═════ Extracted material ═════
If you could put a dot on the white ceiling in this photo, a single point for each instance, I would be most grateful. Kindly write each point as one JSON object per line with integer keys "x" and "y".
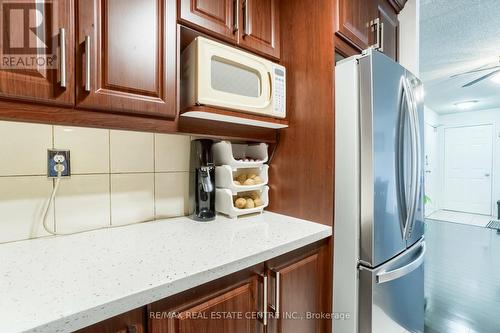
{"x": 456, "y": 36}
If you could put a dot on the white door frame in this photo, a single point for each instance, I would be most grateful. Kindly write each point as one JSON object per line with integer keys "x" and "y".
{"x": 493, "y": 175}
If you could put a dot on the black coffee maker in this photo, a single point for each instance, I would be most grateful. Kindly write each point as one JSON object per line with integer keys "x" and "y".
{"x": 202, "y": 181}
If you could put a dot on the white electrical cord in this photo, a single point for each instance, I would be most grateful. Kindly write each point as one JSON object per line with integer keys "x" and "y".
{"x": 60, "y": 170}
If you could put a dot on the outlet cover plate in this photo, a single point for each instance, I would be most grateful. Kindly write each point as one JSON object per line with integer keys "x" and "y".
{"x": 51, "y": 163}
═════
- _Written instruction_: Transcribe every line in the entries above, taking out only the images.

- _Answer below_:
If you could put a dot on the white ceiling in this photo, a single point for each instance, I would be most grateful. Kindly write each point as one JSON object per line with integer keys "x" and "y".
{"x": 456, "y": 36}
If you could put a dot on the white door frame in this photo, a single point for each instance, I would be most grateful. Kindly write each point as one JSON object per line with integer keys "x" and "y".
{"x": 493, "y": 175}
If you could put a dot on the black coffee maker in this photo, a single point for each instance, I would be most grateful. Kindly write each point as one JSON object per line with integer keys "x" and "y".
{"x": 202, "y": 181}
If you could put a dot on the white electrical cord in this photo, a single point for each instance, I would be most grateful. Kindly write each point as one JSON object per line with integer keys "x" and "y".
{"x": 60, "y": 170}
If you could put a dot on the outlet cover plate in this photo, a single point for each instance, I would be most grateful. Kindly write each point as one JSON object per line with integer keys "x" and "y".
{"x": 51, "y": 163}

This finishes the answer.